Exercise requirements:
Copy the lines verbatim, beginning with the line that contains "TARGET = metal fork" and continuing through the end of the data, and only those lines.

Data:

========

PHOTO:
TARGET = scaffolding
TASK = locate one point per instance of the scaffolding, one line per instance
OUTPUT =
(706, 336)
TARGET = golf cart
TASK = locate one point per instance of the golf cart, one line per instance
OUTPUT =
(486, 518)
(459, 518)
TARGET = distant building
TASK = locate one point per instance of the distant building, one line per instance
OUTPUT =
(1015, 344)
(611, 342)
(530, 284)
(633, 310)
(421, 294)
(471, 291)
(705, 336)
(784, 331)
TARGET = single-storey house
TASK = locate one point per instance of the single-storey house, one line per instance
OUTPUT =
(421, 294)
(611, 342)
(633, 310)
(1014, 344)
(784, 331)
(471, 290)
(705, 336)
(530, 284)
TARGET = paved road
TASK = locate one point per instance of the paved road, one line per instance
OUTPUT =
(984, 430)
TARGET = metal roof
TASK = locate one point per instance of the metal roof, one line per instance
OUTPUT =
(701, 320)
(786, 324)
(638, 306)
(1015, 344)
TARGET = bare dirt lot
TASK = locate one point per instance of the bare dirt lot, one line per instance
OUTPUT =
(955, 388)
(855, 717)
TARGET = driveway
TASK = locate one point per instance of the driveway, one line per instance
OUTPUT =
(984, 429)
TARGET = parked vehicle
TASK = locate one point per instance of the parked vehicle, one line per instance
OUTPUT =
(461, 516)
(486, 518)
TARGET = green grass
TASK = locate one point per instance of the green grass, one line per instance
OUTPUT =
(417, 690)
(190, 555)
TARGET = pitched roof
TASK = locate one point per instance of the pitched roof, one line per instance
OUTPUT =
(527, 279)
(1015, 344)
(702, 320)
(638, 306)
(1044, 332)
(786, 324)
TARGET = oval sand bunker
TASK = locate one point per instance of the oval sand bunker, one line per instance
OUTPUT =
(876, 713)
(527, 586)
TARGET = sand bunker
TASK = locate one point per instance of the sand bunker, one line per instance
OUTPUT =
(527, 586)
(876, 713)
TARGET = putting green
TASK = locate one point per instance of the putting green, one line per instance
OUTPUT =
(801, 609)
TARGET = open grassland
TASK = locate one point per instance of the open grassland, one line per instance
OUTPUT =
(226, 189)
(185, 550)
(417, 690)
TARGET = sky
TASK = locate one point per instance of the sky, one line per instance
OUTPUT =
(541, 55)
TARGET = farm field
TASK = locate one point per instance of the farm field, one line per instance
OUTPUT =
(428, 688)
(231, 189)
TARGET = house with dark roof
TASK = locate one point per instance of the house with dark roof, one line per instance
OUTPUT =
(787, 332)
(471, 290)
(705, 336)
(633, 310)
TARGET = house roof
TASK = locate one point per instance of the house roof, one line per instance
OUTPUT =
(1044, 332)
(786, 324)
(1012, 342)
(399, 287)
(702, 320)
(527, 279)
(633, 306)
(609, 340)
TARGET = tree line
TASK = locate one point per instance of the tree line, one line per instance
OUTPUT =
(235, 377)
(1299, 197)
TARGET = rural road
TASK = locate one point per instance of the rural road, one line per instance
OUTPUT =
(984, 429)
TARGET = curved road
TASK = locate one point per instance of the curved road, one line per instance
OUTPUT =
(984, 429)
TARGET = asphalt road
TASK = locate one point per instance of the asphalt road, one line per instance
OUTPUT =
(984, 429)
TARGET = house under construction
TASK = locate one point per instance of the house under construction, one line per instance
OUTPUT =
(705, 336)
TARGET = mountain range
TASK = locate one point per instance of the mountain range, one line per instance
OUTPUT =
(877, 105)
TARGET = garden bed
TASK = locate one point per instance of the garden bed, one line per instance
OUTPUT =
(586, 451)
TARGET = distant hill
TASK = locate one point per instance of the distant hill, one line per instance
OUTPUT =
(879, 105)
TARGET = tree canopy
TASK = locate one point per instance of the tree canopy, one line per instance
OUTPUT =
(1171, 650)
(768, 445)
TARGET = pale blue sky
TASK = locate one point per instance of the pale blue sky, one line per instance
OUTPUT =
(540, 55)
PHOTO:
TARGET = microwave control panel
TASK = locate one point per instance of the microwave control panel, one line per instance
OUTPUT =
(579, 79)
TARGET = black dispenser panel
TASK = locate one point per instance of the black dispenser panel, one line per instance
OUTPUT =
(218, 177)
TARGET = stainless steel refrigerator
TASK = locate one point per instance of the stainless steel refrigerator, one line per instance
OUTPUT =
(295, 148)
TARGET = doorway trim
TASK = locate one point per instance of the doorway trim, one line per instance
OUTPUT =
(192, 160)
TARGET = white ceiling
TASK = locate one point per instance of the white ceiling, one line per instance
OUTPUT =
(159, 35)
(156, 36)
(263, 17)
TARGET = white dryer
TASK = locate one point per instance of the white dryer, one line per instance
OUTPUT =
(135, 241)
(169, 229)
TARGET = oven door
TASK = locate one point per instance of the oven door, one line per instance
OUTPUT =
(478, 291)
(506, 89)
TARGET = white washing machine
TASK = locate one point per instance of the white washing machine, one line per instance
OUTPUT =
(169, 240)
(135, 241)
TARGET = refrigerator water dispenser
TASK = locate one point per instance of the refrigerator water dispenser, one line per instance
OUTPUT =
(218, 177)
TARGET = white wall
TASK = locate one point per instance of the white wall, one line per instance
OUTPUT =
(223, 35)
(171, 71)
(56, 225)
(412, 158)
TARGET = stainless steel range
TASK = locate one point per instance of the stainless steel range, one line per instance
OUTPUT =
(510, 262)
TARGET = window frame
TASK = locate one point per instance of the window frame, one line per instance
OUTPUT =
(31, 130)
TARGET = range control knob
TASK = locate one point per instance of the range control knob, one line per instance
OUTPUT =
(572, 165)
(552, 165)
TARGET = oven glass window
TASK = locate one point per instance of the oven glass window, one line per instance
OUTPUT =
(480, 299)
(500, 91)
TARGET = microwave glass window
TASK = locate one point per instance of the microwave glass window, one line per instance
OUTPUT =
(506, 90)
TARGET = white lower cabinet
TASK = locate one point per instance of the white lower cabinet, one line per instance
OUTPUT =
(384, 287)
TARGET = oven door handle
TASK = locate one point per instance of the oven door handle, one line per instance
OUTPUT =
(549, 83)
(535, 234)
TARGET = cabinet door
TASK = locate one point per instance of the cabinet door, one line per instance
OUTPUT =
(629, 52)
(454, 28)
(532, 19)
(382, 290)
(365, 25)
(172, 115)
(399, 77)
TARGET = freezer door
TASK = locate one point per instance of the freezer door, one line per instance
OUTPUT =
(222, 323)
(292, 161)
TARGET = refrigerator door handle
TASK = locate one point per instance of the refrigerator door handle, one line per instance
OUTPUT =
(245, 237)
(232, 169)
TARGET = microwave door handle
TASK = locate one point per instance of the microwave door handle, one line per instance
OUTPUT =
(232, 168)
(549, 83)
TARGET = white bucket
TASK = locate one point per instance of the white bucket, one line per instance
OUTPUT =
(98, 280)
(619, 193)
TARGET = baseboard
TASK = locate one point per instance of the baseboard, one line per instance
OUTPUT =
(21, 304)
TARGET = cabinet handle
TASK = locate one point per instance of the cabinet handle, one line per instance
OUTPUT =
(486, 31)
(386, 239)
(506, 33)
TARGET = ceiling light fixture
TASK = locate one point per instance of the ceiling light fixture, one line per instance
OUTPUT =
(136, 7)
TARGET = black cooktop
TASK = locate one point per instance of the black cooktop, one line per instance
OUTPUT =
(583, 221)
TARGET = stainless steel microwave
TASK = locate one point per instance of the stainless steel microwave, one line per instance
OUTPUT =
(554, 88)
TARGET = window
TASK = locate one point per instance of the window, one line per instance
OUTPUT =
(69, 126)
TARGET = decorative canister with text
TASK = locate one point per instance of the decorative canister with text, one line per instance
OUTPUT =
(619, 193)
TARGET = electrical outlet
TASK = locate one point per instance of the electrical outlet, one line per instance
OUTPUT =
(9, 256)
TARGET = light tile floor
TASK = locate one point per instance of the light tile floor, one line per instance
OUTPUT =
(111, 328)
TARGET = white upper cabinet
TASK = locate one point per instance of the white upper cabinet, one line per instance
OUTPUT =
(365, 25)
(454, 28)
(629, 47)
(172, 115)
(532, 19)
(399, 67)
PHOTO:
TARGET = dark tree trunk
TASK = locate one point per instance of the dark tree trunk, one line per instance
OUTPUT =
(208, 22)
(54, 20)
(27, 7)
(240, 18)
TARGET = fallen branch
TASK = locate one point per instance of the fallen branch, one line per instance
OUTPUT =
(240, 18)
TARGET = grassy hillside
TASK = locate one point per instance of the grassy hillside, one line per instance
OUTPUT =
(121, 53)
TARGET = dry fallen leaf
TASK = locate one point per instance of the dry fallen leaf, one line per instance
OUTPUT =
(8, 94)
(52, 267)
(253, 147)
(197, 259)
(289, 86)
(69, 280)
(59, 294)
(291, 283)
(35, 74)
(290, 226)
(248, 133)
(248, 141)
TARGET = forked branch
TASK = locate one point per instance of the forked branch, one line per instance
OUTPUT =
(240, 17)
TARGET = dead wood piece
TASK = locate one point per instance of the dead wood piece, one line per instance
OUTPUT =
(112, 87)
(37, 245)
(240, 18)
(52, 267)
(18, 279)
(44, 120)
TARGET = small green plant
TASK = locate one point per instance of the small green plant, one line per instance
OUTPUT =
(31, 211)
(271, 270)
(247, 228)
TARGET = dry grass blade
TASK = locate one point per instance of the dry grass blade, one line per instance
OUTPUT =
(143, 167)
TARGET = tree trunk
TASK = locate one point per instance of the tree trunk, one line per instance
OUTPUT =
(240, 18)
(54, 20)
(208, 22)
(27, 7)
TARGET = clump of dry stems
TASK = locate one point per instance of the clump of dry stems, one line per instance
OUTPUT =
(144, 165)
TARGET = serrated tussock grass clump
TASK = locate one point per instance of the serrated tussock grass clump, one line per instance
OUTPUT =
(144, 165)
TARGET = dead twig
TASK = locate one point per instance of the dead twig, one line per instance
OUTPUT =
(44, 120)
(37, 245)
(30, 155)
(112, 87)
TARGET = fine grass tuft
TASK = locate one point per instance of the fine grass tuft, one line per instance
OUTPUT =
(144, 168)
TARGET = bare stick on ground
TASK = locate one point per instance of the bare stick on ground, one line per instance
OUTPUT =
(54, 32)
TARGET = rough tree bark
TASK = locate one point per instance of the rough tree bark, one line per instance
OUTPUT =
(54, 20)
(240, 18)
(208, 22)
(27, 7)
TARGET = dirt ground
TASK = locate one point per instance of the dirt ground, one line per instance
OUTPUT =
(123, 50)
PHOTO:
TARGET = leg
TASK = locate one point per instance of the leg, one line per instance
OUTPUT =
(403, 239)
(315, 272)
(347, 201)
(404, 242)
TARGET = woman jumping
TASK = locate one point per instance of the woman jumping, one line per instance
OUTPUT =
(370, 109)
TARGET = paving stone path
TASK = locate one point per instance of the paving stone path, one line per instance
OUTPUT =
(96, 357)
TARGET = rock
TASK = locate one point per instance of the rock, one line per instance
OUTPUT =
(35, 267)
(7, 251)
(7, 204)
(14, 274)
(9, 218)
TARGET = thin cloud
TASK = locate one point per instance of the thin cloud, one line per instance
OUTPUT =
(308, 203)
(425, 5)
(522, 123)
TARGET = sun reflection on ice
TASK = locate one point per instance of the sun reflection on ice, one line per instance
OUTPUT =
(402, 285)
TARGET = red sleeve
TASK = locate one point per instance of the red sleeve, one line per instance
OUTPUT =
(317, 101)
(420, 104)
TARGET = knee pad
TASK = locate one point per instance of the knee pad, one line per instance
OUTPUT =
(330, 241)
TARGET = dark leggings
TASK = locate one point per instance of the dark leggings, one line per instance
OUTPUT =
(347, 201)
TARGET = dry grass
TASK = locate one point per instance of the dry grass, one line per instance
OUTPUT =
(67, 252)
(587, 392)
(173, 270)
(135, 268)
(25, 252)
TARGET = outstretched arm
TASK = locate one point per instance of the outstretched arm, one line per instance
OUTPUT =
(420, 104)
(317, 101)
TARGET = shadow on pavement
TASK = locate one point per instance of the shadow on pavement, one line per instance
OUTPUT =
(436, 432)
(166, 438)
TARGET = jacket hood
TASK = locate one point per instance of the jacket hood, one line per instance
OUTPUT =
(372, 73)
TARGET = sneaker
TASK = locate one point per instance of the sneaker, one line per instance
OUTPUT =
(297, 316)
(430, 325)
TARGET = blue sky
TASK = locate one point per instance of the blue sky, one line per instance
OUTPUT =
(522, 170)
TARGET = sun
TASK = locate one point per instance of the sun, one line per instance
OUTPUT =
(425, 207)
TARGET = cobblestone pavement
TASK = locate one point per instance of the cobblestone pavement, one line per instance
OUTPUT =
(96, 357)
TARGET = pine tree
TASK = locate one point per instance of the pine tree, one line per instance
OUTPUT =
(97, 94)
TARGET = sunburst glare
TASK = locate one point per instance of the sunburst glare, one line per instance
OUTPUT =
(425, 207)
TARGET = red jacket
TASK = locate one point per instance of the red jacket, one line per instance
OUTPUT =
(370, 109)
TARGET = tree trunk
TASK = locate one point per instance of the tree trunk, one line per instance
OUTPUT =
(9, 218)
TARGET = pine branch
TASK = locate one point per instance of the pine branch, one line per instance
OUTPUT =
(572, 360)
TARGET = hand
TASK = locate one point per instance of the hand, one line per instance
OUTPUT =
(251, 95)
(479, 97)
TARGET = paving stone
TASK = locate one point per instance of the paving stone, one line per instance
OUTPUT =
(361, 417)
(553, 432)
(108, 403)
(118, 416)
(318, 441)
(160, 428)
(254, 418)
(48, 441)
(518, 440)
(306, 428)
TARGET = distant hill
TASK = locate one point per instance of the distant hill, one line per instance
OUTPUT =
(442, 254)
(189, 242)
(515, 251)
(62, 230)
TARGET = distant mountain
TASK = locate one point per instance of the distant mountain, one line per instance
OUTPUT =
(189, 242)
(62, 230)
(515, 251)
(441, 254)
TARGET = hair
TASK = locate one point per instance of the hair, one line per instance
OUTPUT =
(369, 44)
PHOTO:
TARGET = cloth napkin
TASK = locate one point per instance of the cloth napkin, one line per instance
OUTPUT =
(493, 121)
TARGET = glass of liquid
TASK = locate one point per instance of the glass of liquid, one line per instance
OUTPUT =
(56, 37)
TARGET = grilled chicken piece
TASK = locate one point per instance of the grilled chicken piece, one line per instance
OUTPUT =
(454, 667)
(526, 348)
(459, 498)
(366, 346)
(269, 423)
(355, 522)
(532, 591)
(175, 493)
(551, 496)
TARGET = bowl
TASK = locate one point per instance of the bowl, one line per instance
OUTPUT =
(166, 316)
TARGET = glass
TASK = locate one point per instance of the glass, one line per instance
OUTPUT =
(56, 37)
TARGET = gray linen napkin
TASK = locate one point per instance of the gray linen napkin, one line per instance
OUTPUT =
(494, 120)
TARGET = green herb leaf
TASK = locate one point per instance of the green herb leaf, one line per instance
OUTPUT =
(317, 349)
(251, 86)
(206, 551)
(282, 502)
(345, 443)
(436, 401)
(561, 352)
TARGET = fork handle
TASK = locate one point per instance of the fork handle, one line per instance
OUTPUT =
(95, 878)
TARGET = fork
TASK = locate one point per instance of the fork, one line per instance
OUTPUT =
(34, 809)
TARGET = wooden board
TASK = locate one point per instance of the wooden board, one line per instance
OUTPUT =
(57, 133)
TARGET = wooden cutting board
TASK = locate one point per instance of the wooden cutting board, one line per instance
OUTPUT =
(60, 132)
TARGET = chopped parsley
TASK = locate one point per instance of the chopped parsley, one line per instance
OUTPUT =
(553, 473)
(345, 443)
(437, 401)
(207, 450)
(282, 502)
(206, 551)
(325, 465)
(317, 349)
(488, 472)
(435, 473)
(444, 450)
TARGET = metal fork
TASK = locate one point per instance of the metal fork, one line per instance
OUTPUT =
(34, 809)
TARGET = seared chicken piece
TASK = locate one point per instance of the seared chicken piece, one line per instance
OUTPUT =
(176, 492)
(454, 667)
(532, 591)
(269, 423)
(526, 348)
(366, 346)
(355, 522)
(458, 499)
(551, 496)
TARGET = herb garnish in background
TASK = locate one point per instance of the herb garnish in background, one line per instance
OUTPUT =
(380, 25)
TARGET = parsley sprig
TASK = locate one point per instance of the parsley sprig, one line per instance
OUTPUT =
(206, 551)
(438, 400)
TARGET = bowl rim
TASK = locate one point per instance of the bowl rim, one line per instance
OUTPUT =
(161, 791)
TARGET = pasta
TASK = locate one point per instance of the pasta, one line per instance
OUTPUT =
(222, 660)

========

Answer to this problem:
TARGET = metal fork
TASK = locate one point per instance of the metal fork, one line per instance
OUTPUT =
(34, 809)
TARGET = seared chicken piece
TASK = locate one point per instance of the seared chicken piece, one line per instance
OUTPUT =
(176, 492)
(454, 667)
(532, 591)
(269, 423)
(526, 348)
(366, 346)
(355, 522)
(458, 499)
(551, 496)
TARGET = herb garnish in background
TASK = locate one point per instance of the herb garnish in background, one line per instance
OUTPUT =
(380, 25)
TARGET = parsley sprig
TASK = locate one point per instance of the parsley sprig, one line per instance
OUTPUT =
(206, 551)
(438, 400)
TARGET = bowl rim
TASK = locate one point per instance of the bowl rim, one line per instance
OUTPUT =
(161, 791)
TARGET = pasta
TASK = locate one point per instance of the pasta, one line per instance
OUTPUT =
(222, 660)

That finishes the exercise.